STATED EXERCISE 1:
Answer these questions using the issue page about json converting int keys to strings:
(a) On what date and at what time was the issue created?
(b) What does the reporter say should be shown at least?
(c) In the reporter's case, what does the test for an int key return after the dict is loaded back?
STATED EXERCISE 2:
Carry on the issue page about json converting int keys to strings, starting right after its last line.

PASSAGE PROVIDED:
···
Issue 34972: json dump silently converts int keys to string (original) (raw)

Created on 2018-10-13 10:16 by My-Tien Nguyen, last changed 2022-04-11 14:59 by admin. This issue is now closed.

Messages (9)

msg327649 - (view)

Author: My-Tien Nguyen (My-Tien Nguyen)

Date: 2018-10-13 10:24

When int keys are silently converted to string on json serialization, the user needs to remember to convert it back to int on loading. I think that a warning should be shown at least.

In my case I serialize a dict to json with int keys, later load it back into a dict (resulting in a dict with string keys) and test for existence of an int key in the dict which will then return False incorrectly.

I am aware that json does not support int keys, but this can be easily forgotten.

msg327650 - (view)

Author: Karthikeyan Singaravelan (xtreak) * (Python committer)
···
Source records
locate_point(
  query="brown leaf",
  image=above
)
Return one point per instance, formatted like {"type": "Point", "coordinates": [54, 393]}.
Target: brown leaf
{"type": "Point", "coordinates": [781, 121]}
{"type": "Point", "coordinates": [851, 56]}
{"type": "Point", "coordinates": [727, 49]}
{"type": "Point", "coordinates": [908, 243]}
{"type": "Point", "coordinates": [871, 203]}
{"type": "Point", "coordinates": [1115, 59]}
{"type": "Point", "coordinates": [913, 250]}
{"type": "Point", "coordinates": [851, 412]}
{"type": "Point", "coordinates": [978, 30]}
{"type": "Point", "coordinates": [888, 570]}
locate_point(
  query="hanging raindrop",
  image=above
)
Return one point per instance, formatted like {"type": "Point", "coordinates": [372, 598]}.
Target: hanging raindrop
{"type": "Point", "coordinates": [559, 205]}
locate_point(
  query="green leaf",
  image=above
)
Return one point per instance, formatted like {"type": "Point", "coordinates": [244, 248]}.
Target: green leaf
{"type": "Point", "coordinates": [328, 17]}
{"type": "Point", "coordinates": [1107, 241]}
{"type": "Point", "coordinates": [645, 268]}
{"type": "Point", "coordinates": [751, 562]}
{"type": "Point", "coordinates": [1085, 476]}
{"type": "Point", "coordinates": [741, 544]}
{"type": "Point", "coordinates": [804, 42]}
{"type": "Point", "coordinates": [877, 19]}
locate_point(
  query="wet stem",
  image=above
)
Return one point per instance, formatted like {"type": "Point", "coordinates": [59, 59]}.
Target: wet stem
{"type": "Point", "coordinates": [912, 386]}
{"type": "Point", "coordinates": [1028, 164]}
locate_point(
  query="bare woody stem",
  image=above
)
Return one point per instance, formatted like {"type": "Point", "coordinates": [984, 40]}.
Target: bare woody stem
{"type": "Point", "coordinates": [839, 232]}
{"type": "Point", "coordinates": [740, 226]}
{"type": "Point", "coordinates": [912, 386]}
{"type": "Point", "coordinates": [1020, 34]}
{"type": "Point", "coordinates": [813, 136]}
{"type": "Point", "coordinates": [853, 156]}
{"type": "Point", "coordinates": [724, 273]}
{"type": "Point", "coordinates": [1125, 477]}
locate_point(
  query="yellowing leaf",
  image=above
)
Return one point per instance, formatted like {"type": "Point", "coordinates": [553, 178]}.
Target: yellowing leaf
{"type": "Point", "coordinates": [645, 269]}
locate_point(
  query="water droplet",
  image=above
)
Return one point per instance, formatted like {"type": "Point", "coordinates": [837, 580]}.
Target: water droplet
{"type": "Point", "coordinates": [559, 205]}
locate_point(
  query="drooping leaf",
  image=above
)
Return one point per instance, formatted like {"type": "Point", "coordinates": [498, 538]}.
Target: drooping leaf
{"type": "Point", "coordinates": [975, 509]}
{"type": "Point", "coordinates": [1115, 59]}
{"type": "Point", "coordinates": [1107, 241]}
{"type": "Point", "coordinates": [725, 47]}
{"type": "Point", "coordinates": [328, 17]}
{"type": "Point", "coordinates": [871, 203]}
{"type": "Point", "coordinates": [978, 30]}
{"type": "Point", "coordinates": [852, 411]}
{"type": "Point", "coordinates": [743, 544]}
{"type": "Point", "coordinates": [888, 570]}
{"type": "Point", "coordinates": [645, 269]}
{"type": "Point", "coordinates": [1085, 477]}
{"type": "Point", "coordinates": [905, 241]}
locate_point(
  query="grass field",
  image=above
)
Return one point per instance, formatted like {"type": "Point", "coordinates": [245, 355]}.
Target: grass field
···
EXERCISE OUTPUT 1:
(a) 2018-10-13 at 10:16
(b) A warning
(c) It returns False, incorrectly.

EXERCISE OUTPUT 2:
Date: 2018-10-13 11:48

Thanks for the report. There was a related issue few days back . I think this is a documented behavior at https://docs.python.org/3.8/library/json.html#json.dumps . Having a warning in place might break code and I don't know if there is a safe way to introduce this as a code level warning given that this is a documented behavior in Python 2 and 3. I think this is the case with other languages too like JavaScript itself converting int to string without warning adhering to JSON standard. Correct me if I am wrong or other languages have a warning related to this

Note: Keys in key/value pairs of JSON are always of the type str. When a dictionary is converted into JSON, all the keys of the dictionary are coerced to strings. As a result of this, if a dictionary is converted into JSON and then back into a dictionary, the dictionary may not equal the original one. That is, loads(dumps(x)) != x if x has non-string keys

You can try doing json.loads(data, parse_int=int) but it will try converting the values.

json.loads(json.dumps({1:'1'}), parse_int=int) {'1': '1'} json.loads(json.dumps({1:1}), parse_int=int) {'1': 1}

Thanks

msg327654 - (view)

Author: My-Tien Nguyen (My-Tien Nguyen)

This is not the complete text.